■ **REQUIREMENT**:
Return every entry below without altering a word.

[[ THE DATA, beginning ]]

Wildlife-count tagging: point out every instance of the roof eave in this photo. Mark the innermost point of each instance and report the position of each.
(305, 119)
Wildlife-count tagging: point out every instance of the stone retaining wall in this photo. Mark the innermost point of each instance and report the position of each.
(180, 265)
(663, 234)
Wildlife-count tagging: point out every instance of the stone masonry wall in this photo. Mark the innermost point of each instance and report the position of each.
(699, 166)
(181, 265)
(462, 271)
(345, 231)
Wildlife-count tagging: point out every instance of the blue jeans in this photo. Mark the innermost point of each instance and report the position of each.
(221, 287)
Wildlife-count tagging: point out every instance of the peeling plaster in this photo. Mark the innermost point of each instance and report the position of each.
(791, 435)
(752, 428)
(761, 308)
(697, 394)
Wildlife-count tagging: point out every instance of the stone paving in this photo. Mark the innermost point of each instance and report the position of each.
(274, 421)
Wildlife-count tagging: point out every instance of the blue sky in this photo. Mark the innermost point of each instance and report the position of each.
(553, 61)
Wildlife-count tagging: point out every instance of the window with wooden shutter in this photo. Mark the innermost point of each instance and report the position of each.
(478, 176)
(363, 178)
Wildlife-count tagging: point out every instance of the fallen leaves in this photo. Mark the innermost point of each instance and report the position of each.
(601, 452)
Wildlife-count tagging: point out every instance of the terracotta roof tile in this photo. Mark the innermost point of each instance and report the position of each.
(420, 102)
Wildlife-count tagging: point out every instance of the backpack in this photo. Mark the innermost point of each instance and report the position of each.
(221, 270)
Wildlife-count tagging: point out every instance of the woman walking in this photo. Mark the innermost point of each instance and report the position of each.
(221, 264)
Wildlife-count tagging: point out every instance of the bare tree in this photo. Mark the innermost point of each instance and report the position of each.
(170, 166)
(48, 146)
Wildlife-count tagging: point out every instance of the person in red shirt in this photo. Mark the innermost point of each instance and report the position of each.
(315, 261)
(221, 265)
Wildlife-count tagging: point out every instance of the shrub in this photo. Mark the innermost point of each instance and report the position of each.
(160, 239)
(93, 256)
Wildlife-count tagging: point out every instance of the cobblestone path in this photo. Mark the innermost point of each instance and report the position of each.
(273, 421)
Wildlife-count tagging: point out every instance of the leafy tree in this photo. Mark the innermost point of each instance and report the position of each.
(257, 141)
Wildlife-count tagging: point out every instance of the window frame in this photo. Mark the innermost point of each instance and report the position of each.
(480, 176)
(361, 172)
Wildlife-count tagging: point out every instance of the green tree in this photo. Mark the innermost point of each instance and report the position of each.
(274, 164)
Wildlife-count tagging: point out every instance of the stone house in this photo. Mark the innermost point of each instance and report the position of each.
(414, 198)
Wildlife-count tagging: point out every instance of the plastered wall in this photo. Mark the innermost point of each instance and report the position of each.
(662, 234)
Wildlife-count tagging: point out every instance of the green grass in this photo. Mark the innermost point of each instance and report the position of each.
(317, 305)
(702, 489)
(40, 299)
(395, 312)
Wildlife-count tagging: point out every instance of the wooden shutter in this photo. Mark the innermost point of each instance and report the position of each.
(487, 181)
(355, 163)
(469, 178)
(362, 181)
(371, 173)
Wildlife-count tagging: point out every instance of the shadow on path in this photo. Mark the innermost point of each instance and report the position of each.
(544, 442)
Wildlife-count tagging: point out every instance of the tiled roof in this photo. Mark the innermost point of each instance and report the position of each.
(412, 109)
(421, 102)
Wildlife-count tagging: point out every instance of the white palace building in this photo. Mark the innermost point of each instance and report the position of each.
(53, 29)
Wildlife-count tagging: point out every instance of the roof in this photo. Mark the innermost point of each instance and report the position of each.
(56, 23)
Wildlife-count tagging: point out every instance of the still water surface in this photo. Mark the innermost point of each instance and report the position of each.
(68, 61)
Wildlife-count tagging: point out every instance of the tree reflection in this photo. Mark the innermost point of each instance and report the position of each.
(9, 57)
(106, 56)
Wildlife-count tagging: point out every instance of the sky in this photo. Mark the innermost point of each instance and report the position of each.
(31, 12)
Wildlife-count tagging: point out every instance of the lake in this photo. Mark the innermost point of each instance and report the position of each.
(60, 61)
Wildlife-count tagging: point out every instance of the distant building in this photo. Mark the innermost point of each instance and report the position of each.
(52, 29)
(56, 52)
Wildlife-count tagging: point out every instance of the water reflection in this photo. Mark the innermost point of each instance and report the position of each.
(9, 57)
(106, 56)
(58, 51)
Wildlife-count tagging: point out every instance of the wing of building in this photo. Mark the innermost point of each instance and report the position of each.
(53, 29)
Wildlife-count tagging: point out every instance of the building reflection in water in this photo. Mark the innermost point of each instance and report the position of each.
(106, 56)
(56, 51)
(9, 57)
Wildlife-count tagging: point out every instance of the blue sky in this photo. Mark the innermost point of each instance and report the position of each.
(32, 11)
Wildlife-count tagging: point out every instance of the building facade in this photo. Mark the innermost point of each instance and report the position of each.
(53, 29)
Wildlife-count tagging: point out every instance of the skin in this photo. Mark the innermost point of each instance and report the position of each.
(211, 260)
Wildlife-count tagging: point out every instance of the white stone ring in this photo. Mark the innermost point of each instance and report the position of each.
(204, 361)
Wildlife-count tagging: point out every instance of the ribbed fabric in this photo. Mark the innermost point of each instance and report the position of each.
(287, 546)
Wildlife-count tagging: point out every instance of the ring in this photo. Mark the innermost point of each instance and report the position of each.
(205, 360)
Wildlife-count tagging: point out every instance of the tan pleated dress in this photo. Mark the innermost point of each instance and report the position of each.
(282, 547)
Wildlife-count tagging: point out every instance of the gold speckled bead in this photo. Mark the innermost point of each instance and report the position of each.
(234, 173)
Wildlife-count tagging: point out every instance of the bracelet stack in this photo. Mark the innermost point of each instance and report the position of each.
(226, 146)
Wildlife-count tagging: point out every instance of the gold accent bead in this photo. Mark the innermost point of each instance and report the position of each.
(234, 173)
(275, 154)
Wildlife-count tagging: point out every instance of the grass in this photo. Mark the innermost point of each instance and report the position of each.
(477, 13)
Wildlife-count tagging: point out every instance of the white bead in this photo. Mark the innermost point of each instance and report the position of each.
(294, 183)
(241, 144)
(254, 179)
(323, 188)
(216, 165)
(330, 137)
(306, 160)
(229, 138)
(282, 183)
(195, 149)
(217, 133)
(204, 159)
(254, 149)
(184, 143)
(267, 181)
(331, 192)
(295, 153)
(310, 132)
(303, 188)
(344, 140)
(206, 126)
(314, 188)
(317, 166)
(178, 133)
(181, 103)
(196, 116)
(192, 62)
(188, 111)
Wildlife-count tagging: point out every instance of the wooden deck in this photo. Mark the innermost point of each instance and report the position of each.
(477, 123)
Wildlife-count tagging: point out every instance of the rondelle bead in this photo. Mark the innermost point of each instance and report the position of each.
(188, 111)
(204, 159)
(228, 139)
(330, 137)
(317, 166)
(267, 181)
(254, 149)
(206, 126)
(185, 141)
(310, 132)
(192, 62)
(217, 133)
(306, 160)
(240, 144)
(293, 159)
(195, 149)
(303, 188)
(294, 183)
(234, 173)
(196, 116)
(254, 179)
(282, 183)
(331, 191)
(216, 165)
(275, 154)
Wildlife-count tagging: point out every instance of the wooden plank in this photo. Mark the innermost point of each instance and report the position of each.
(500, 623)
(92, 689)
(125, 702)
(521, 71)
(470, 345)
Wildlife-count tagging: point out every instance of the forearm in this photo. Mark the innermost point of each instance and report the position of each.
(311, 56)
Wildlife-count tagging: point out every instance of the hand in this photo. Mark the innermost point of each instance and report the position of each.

[[ THE DATA, end ]]

■ **WRITTEN RESPONSE**:
Wildlife-count tagging: point out every instance of the roof eave in this photo. Mark the innermost point of each instance and report the position of each.
(305, 119)
Wildlife-count tagging: point out every instance of the stone retaining wall in this photo. Mark the innermost point of each instance and report the position of each.
(180, 265)
(663, 234)
Wildlife-count tagging: point out every instance of the stone masonry wall in this photo. Mark the innermost point of each instance and report the position of each.
(699, 166)
(181, 265)
(462, 271)
(345, 231)
Wildlife-count tagging: point out every instance of the blue jeans in this photo. Mark the innermost point of each instance and report the position of each.
(221, 287)
Wildlife-count tagging: point out every instance of the peeling plaster in this photo. Mark the innermost point of each instance and report the position of each.
(791, 435)
(752, 428)
(761, 308)
(697, 394)
Wildlife-count tagging: point out every instance of the stone paving in this photo. Mark the innermost point of each instance and report the position of each.
(274, 421)
Wildlife-count tagging: point out every instance of the blue sky in this photo. Mark the innermost point of each instance and report the position of each.
(553, 61)
Wildlife-count tagging: point out every instance of the window with wooden shutter in this photo. Mark the innermost point of each instance and report the position of each.
(478, 176)
(363, 178)
Wildlife-count tagging: point out every instance of the fallen leaves in this photo. Mark the innermost point of each instance and report the position of each.
(601, 452)
Wildlife-count tagging: point out every instance of the terracotta roof tile in this photo. Mark the innermost point of each instance and report the position of each.
(420, 102)
Wildlife-count tagging: point out every instance of the backpack in this photo. Mark the innermost point of each instance and report the position of each.
(221, 270)
Wildlife-count tagging: point out every instance of the woman walking in this photo. Mark the innermost point of each instance and report the position of each.
(221, 264)
Wildlife-count tagging: point out every instance of the bare tree in this photo. Mark the innermost point of each instance and report the position of each.
(170, 166)
(48, 146)
Wildlife-count tagging: point out every instance of the person in red shirt in this photo. Mark the innermost point of each instance and report the position of each.
(315, 261)
(221, 265)
Wildlife-count tagging: point out every instance of the shrub in this photo. Mark the innermost point of each instance and report the position of each.
(160, 239)
(93, 256)
Wildlife-count tagging: point out every instance of the cobblestone path in this photo. Mark the innermost point of each instance and report the position of each.
(273, 421)
Wildlife-count tagging: point out every instance of the leafy tree in this photo. Mark the innermost point of each instance and report the position of each.
(257, 141)
Wildlife-count tagging: point out every instance of the window frame in this photo. Mark the innermost point of each instance and report the position of each.
(480, 176)
(361, 172)
Wildlife-count tagging: point out every instance of the green tree in this photo. Mark the innermost point of each instance and report the position of each.
(274, 164)
Wildlife-count tagging: point out every instance of the stone house in this photo. Mark the innermost point of each instance and report the position of each.
(414, 198)
Wildlife-count tagging: point out every instance of the plastered wall in this photo. Mark the innermost point of each instance and report the position of each.
(662, 234)
Wildlife-count tagging: point out every instance of the green grass in this photo. Mark the innermost point of each instance and report the position of each.
(317, 305)
(702, 489)
(40, 299)
(395, 312)
Wildlife-count tagging: point out every instance of the wooden shutter in this photo. Mark the innermost point of each instance and report the position of each.
(487, 181)
(355, 163)
(469, 178)
(362, 181)
(371, 173)
Wildlife-count tagging: point out every instance of the shadow on path in this photo. Mark the innermost point of each instance and report the position of each.
(544, 442)
Wildlife-count tagging: point out every instance of the tiled roof in this photo. Mark the innermost point of each instance and report the position of each.
(412, 109)
(421, 102)
Wildlife-count tagging: point out every instance of the white palace building in this photo. Mark the innermost point of each instance and report the position of each.
(53, 29)
Wildlife-count tagging: point out every instance of the roof in this photo. Mark the innermost point of each instance and report the position of each.
(56, 23)
Wildlife-count tagging: point out every instance of the still water surface in this photo. Mark the innermost point of each instance and report the position of each.
(68, 61)
Wildlife-count tagging: point out every instance of the tree reflection in this photo. Mark the innermost point of each instance and report the position of each.
(9, 57)
(106, 56)
Wildlife-count tagging: point out every instance of the sky in this photo. Mark the innermost point of each instance and report the position of each.
(31, 12)
Wildlife-count tagging: point out every instance of the lake in this photo. Mark the innermost point of each instance and report the position of each.
(60, 61)
Wildlife-count tagging: point out every instance of the distant building in this photo. Mark the innermost point of each instance and report the position of each.
(52, 29)
(56, 52)
Wildlife-count tagging: point out every instance of the water reflection in this photo. Mark the innermost point of each instance and report the position of each.
(9, 57)
(106, 56)
(58, 51)
Wildlife-count tagging: point out every instance of the wing of building in this photo. Mark the innermost point of each instance and report the position of each.
(53, 29)
Wildlife-count tagging: point out every instance of the building reflection in water in this photo. Mark the innermost point of each instance and report the position of each.
(106, 56)
(56, 51)
(9, 57)
Wildlife-count tagging: point out every instance of the blue sky in this photo. Mark the innermost point of each instance and report the position of each.
(32, 11)
Wildlife-count tagging: point out every instance of the building facade in this photo. Mark the innermost point of each instance and report the position of each.
(53, 29)
Wildlife-count tagging: point out every instance of the skin in this photo. Mark the innermost point of each instance and report the position of each.
(211, 260)
Wildlife-count tagging: point out every instance of the white stone ring in this photo. Mark the innermost point of each instance and report the position of each.
(204, 361)
Wildlife-count tagging: point out every instance of the ribbed fabric in this photo. Mark the innermost point of each instance and report the position of each.
(287, 546)
Wildlife-count tagging: point out every instance of the ring in this photo. Mark the innermost point of each instance and report the position of each.
(205, 360)
Wildlife-count tagging: point out every instance of the tan pleated dress in this photo. Mark the innermost point of each instance and report the position of each.
(282, 547)
Wildlife-count tagging: point out every instance of the gold speckled bead in this photo. Mark the innermost point of each instance and report the position of each.
(234, 173)
Wildlife-count tagging: point out every instance of the bracelet stack in this photo. Mark the innermost point of each instance and report the position of each.
(226, 146)
Wildlife-count tagging: point out every instance of the gold accent bead in this photo. Mark the innermost point of each instance and report the position of each.
(234, 173)
(275, 154)
Wildlife-count tagging: point out every instance of the grass in this photo. Mark the innermost point of each instance and report the position of each.
(477, 13)
Wildlife-count tagging: point out every instance of the white bead in this photo. Mark the innermost point of each instance and report the position of each.
(294, 183)
(241, 144)
(254, 179)
(323, 188)
(216, 165)
(330, 137)
(306, 160)
(229, 138)
(282, 183)
(195, 149)
(217, 133)
(204, 159)
(254, 149)
(184, 143)
(267, 181)
(331, 192)
(295, 153)
(310, 132)
(303, 188)
(344, 140)
(206, 126)
(314, 188)
(317, 166)
(178, 133)
(181, 103)
(196, 116)
(192, 62)
(188, 111)
Wildlife-count tagging: point out every instance of the wooden deck in this photo. Mark the innermost point of each instance and report the position of each.
(477, 123)
Wildlife-count tagging: point out every instance of the rondelle bead in this photo. Mark the innermost point of each instance and report the position of each.
(188, 111)
(204, 159)
(228, 139)
(330, 137)
(317, 166)
(267, 181)
(254, 149)
(206, 126)
(185, 141)
(310, 132)
(192, 62)
(217, 133)
(306, 160)
(240, 144)
(293, 159)
(195, 149)
(303, 188)
(294, 183)
(234, 173)
(196, 116)
(254, 179)
(282, 183)
(331, 191)
(216, 165)
(275, 154)
Wildlife-count tagging: point out every instance of the wooden plank in this photo. Mark the innermost point of each instance and report the position of each.
(500, 623)
(92, 689)
(125, 702)
(521, 71)
(470, 345)
Wildlife-count tagging: point out every instance of the forearm in this photo. Mark the innermost point of each instance and report the position of each.
(311, 56)
Wildlife-count tagging: point out every instance of the hand in this photo. Mark the innermost point of each instance and report the position of each.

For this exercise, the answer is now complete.